DIRECTIONS: Extend the news article about the plan to mine asteroids for platinum, picking up after its final sentence.

SOURCE PASSAGE:
24.4.12



Cosmic quarry: A team of scientists have unveiled plans to mine asteroids for their raw materials
  • Scientists due to unveil plans to extract raw materials from space rocks
  • Plan would add 'trillions' to global GDP
  • One 100-foot asteroid can contain $50 BILLION of platinum
  • Spacecraft could mine near-earth rocks for platinum
  • Platforms will also allow further exploration of space
  • Backed by Google chiefs as well as James Cameron

Nasa has already successsfully landed a probe on an asteroid, Eros, 196 million miles from Earth Google chiefs Larry Page and Eric Schmidt and filmmaker James Cameron are bankrolling a venture to extract precious metals such as platinum from asteroids that orbit near Earth.

Planetary Resources, based in Bellevue, Washington, initially will focus on developing and selling extremely low-cost robotic spacecraft for surveying missions, the company announced today.

A demonstration mission in orbit around Earth is expected to be launched within two years, said company co-founders Peter Diamandis and Eric Anderson.

Within five to 10 years, however, the company expects to progress from selling observation platforms in orbit around Earth to prospecting services.

It plans to tap some of the thousands of asteroids that pass relatively close to Earth and extract their raw materials.  

A 98-foot asteroid can hold as much as  $50 billion worth of platinum (£31 billion) at today's prices, said a company spokesperson.

MATERIAL SHOWN:
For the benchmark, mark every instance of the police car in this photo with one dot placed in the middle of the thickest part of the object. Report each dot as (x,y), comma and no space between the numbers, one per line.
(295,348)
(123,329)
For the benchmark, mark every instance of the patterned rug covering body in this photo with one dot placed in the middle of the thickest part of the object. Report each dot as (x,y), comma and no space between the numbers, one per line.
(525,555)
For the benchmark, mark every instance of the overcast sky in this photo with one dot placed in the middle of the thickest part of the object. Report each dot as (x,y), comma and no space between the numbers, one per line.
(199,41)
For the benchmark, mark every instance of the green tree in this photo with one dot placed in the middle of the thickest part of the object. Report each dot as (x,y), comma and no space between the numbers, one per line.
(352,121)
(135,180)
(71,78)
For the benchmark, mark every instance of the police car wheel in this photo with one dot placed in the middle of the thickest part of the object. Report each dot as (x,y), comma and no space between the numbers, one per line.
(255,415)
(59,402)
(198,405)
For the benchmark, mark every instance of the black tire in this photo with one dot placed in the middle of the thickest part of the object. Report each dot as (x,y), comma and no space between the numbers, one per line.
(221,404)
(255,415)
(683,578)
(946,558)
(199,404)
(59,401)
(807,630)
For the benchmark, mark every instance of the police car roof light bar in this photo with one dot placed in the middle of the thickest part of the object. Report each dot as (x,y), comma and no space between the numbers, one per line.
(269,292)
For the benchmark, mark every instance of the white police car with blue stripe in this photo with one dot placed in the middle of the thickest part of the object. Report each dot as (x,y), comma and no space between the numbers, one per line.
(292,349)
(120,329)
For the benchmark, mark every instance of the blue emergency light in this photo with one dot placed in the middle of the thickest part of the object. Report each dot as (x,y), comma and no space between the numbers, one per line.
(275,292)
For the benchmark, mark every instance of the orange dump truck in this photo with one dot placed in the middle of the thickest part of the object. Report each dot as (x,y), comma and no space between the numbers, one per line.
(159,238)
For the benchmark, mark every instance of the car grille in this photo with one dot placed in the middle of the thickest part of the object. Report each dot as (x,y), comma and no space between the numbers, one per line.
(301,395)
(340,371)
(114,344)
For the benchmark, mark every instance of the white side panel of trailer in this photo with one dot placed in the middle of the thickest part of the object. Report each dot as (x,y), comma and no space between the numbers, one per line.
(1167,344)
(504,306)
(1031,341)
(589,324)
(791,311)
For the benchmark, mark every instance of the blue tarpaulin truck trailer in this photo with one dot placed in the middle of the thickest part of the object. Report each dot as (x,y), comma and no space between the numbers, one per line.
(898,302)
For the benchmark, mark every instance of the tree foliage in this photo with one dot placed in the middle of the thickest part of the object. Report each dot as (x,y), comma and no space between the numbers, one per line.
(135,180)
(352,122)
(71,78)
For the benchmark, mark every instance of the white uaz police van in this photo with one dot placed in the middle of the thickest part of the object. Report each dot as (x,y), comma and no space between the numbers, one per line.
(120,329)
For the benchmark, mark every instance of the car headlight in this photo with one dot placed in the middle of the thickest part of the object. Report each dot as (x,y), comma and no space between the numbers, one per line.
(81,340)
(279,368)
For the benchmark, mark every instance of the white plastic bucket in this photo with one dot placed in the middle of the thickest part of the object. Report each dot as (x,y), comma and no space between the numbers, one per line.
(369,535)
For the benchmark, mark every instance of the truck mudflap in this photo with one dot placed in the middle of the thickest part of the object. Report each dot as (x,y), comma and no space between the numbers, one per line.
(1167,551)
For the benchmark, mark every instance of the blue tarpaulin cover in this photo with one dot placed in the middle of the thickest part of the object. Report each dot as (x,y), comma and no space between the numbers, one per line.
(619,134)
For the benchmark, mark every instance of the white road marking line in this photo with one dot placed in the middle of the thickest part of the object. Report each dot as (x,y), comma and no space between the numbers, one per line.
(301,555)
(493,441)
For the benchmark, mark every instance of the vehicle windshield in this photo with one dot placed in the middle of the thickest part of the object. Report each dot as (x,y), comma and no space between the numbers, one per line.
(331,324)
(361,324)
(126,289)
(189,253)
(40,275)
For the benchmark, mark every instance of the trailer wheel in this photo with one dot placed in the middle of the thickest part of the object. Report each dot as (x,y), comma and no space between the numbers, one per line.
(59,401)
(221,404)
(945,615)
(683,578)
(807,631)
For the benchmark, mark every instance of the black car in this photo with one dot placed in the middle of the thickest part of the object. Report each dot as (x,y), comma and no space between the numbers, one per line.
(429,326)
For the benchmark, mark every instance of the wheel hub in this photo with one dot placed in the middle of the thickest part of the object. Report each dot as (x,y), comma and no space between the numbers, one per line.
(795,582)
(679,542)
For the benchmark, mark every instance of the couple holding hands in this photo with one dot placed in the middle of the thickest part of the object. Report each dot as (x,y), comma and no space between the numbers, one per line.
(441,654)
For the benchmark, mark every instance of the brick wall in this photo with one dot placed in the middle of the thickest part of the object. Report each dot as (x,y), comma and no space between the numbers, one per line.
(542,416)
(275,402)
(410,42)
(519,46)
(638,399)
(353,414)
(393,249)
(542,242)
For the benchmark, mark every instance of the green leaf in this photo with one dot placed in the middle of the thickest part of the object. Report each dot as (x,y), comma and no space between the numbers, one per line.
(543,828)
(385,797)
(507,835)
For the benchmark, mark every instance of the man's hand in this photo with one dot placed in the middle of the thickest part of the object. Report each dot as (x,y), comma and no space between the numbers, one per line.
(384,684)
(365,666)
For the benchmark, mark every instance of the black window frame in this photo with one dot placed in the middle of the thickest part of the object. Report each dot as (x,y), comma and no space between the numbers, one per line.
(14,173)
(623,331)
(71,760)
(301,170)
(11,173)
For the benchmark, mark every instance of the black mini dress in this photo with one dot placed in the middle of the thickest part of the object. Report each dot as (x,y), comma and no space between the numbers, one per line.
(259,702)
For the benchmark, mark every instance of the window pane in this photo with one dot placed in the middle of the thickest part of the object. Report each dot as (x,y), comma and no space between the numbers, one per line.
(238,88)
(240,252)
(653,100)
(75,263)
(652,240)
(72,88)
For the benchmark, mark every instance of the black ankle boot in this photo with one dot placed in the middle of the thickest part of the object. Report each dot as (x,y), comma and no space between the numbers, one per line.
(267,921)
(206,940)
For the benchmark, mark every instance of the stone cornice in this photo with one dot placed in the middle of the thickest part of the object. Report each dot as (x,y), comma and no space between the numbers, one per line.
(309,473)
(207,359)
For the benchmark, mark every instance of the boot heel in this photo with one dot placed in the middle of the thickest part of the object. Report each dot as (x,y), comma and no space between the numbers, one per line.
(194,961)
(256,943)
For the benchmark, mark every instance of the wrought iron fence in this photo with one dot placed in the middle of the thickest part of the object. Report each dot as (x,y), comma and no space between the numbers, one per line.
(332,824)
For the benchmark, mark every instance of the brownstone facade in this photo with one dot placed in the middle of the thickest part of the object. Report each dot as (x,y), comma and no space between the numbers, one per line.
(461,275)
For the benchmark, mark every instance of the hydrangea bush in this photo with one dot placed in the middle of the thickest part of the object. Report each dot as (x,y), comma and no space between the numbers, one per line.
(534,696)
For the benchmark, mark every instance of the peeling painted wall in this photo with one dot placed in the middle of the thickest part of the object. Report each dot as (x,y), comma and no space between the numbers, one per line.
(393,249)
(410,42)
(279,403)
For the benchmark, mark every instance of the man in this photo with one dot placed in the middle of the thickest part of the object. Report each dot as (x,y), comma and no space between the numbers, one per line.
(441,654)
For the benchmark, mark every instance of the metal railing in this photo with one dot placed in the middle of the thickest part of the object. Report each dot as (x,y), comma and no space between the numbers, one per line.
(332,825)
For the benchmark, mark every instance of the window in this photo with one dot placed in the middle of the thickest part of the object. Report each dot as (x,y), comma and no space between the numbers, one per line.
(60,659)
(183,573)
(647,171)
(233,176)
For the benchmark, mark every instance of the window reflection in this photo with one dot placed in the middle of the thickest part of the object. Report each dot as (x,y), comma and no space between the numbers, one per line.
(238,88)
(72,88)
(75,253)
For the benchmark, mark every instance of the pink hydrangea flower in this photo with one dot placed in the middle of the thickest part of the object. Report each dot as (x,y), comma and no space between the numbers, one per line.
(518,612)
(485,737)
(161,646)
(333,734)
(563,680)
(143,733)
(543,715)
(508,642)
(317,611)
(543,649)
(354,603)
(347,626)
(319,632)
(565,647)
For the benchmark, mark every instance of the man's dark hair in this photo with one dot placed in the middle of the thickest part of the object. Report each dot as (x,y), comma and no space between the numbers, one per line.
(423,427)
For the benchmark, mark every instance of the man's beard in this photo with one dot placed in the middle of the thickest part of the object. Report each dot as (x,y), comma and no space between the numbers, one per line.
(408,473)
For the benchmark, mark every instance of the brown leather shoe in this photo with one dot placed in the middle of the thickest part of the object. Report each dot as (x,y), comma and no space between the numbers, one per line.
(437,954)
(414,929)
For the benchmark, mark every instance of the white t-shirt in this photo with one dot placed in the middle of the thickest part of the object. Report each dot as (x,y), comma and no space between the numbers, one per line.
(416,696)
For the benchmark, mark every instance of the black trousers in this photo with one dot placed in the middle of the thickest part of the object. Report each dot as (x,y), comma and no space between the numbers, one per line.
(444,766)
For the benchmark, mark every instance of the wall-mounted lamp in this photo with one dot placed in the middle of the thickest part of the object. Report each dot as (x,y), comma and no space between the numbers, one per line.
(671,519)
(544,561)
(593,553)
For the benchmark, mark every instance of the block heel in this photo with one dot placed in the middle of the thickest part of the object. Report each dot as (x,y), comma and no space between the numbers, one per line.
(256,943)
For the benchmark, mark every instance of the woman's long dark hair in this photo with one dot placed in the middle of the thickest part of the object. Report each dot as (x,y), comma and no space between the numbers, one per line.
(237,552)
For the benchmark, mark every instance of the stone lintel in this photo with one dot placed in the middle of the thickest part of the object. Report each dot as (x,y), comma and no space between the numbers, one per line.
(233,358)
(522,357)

WRITTEN RESPONSE:
Not all missions would return precious metals and minerals to Earth. In addition to mining for platinum and other precious metals, the company plans to tap asteroids' water to supply orbiting fuel depots, which could be used by NASA and others for robotic and human space missions.   

'We have a long view. We're not expecting this company to be an overnight financial home run. This is going to take time,' Anderson said in an interview with Reuters.   

The real payoff, which is decades away, will come from mining asteroids for platinum group metals and rare minerals.  

'If you look back historically at what has caused humanity to make its largest investments in exploration and in transportation, it has been going after resources, whether it's the Europeans going after the spice routes or the American settlers looking toward the west for gold, oil, timber or land,;     Diamandis said.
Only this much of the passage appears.